*Texte proposé*
**********
La première représentation a eu lieu à Paris, au Théâtre du Châtelet en 1911. C’est Nijinski qui dansait le rôle de Petrouchka et Karsavina celui de la Ballerine.
En premier lieu, il est utile de savoir que Petrouchka, peut être traduit par Pierrot en français puisque c’est le diminutif affectueux de Pyotr / Piotr, l’équivalent russe de Pierre. C’est un personnage masculin du théâtre de marionnette traditionnel russe. Il a le rôle d’un bouffon, l’équivalent du Polichinelle italien ou du Guignol lyonnais. C’est donc celui qui se fait battre.
Pour en revenir au ballet, il est décomposé en 4 tableaux :
- Tableau I « La foire du Mardi gras » : L’action se déroule à Saint-Pétersbourg en 1830 pendant une fête populaire du carnaval qui se déroule durant la semaine de Mardi gras (Maslenitsa en Russie). La foule se presse à la foire, et au milieu de multiples attractions, un magicien attire l’attention. Il joue de la flûte et donne vie à trois pantins, Petrouchka, la Ballerine et le Maure, qui entament une danse russe.
- Tableau II « Chez Petrouchka » : Après le spectacle, les trois poupées retournent à leur vie de simples pantins, reclus dans un petit théâtre. Dans sa cellule, Petrouchka, doté de sentiments humains, se lamente sur son sort que seul adoucit son amour pour la Ballerine. Mais celle-ci le rejette.
- Tableau III « Chez le Maure » : Dans la chambre du Maure, la Ballerine cherche à séduire le pantin en dansant. Petrouchka, jaloux, tente d’attaquer le Maure qui le met dehors.
**********
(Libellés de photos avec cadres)
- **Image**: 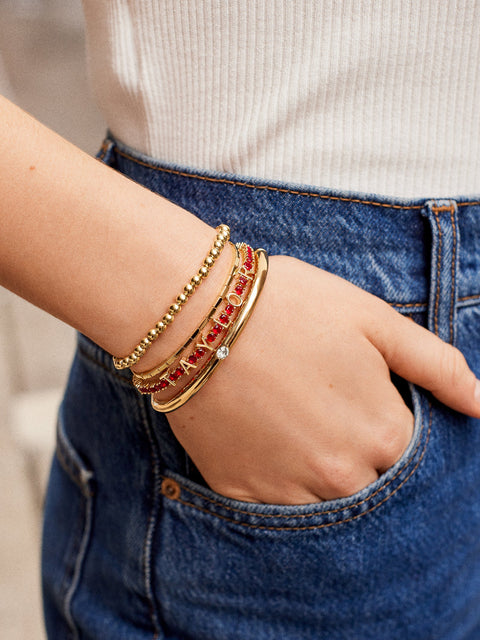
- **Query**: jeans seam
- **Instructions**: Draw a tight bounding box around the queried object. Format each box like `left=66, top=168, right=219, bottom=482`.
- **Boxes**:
left=162, top=401, right=432, bottom=531
left=432, top=207, right=442, bottom=336
left=138, top=397, right=160, bottom=640
left=449, top=204, right=457, bottom=344
left=113, top=146, right=428, bottom=210
left=166, top=403, right=432, bottom=531
left=113, top=145, right=480, bottom=210
left=63, top=496, right=93, bottom=640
**********
*Consignes*
1. Réécrivez le passage du texte sur Petrouchka allant de « En premier lieu, il » jusqu'à « se fait battre. », en remplaçant « bouffon » par « clown ».
2. Répondez à ces questions sur le texte consacré à Petrouchka :
(a) Dans quel théâtre parisien la première représentation a-t-elle eu lieu ?
(b) En combien de tableaux le ballet est-il décomposé ?
(c) Dans quelle ville l'action du Tableau I se déroule-t-elle ?
Les entrées fournies ne sont pas nécessaires.

*Corrigé détaillé*
1.
En premier lieu, il est utile de savoir que Petrouchka, peut être traduit par Pierrot en français puisque c’est le diminutif affectueux de Pyotr / Piotr, l’équivalent russe de Pierre. C’est un personnage masculin du théâtre de marionnette traditionnel russe. Il a le rôle d’un clown, l’équivalent du Polichinelle italien ou du Guignol lyonnais. C’est donc celui qui se fait battre.

2.
(a) Au Théâtre du Châtelet.
(b) En 4 tableaux.
(c) À Saint-Pétersbourg.